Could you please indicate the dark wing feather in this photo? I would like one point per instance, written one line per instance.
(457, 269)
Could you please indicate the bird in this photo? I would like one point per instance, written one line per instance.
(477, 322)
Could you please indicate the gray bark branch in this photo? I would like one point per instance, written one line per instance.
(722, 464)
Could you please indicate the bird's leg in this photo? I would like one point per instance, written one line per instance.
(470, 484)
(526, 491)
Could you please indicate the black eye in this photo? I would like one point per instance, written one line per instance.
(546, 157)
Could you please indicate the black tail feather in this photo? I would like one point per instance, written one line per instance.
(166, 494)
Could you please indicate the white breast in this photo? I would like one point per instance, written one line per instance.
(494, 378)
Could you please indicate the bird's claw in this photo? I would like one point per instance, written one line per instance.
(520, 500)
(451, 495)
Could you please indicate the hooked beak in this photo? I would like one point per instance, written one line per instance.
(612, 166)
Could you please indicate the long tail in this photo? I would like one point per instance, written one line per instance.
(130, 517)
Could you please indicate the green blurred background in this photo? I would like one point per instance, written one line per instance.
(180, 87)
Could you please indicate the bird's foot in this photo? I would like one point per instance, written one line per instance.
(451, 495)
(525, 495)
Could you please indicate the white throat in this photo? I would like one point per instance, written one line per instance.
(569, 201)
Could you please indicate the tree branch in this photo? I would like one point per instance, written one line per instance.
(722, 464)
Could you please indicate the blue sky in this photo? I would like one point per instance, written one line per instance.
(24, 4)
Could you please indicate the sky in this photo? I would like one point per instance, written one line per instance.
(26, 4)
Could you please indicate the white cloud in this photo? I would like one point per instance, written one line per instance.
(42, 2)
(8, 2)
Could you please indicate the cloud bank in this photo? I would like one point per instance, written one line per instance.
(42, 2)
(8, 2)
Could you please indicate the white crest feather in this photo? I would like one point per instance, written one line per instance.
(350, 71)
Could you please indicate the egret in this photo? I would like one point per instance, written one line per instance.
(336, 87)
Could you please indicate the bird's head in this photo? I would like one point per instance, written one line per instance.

▸ PROBLEM TO WORK ON:
All of the data above should be reproduced exactly.

▸ ANSWER SPACE:
Could you please indicate the dark wing feather in this photo? I would like one point per instance, written one line per instance.
(457, 269)
Could you please indicate the bird in this photo? I would like one point per instance, written one line per instance.
(477, 322)
Could you please indicate the gray bark branch in this photo? I would like one point per instance, written one line per instance.
(722, 464)
Could you please indicate the bird's leg in this photo? I would like one point per instance, written one line per instance.
(470, 484)
(526, 491)
Could you please indicate the black eye in this photo? I would like one point per instance, written one line per instance.
(546, 157)
Could you please indicate the black tail feather in this photo? I would like one point per instance, written one line per instance.
(166, 494)
Could you please indicate the white breast in this photo? I would like one point per instance, written one line per instance.
(494, 378)
Could you please indicate the bird's claw in this photo? I would like one point per instance, written one line per instance.
(520, 500)
(451, 495)
Could you please indicate the hooked beak in this photo? I would like one point per instance, written one line per instance.
(612, 166)
Could you please indicate the long tail in this photo? I would like one point per instance, written one line per instance.
(130, 517)
Could you please indicate the green blurred background in this photo? I would like one point per instance, written one line per instance.
(180, 87)
Could you please indicate the bird's foot in this photo? I would like one point per instance, written one line per instance.
(451, 495)
(525, 495)
Could you please indicate the white throat in this photo? I would like one point per instance, written one line per instance.
(569, 201)
Could you please indicate the tree branch in this photo? I would like one point per instance, written one line per instance.
(722, 464)
Could you please indicate the blue sky in this photo? I would like one point per instance, written one line per instance.
(24, 4)
Could you please indicate the sky in this photo? I would like one point per instance, written one line per instance.
(26, 4)
Could you please indicate the white cloud in this photo? I would like one point per instance, written one line per instance.
(42, 2)
(8, 2)
Could you please indicate the cloud bank in this photo? I would like one point per instance, written one line per instance.
(42, 2)
(8, 2)
Could you please indicate the white crest feather in this photo? I would like one point per instance, written one line per instance.
(350, 71)
Could you please indicate the egret in this photo? I would like one point per instance, written one line per instance.
(336, 87)
Could you please indicate the bird's head in this photo? I would like one point per instance, written one line per instance.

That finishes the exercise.